* **Work to complete**
Print every line of the records below word for word, leaving out the pictures.

* **Records provided**
# # # # # # #

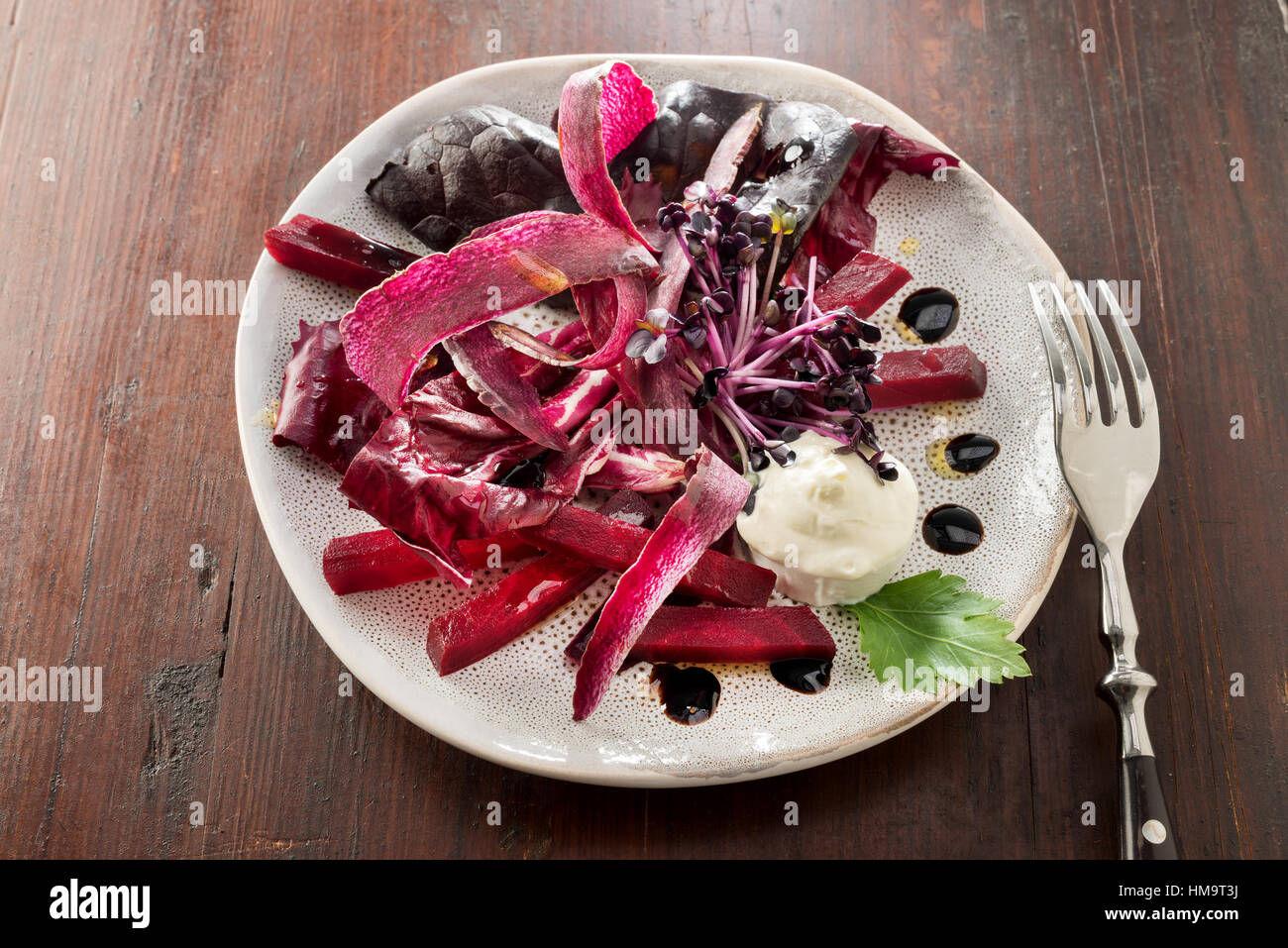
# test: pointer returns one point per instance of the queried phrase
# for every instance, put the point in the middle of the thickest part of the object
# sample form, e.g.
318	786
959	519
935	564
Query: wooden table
128	155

# # # # # # #

* **The reply**
# test: pointer returns one point per instance of the queried phrase
# for every instance, put the point in the middle of the thickest part of the object
# sample form, e.g.
318	786
959	519
935	564
Query: wooden table
128	155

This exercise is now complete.